== WHAT THE TASK ASKS ==
Read the records beneath this task and copy every line that contains the string "where".

== GIVEN DATA ==
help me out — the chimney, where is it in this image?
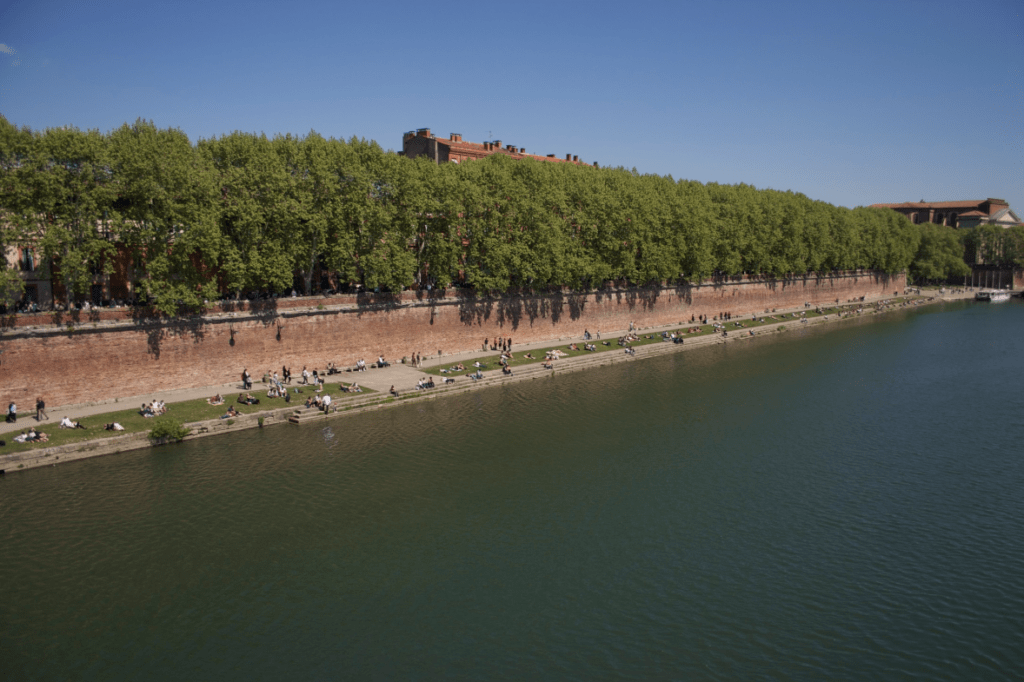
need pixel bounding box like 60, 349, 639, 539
---
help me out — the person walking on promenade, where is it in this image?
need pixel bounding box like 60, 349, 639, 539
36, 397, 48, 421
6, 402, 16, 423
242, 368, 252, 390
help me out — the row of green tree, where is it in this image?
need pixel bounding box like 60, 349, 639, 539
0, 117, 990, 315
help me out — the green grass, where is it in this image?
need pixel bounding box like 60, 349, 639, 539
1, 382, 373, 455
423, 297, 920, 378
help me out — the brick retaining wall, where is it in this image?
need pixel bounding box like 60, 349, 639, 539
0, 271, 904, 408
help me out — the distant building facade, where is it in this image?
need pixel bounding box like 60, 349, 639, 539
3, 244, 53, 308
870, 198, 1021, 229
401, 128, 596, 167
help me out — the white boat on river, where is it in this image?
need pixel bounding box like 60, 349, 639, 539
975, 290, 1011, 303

== TASK RESULT ==
help me out — the chimney, where is it in this image?
help me out — the person walking on promenade, where is it in this image?
help me out — the row of green tree, where is it in this image?
help me out — the green grass, where is it in this image?
help me out — the brick retaining wall, where is it in this image?
help me out — the distant building facade, where is it in this image?
help me out — the white boat on river, where is it in this image?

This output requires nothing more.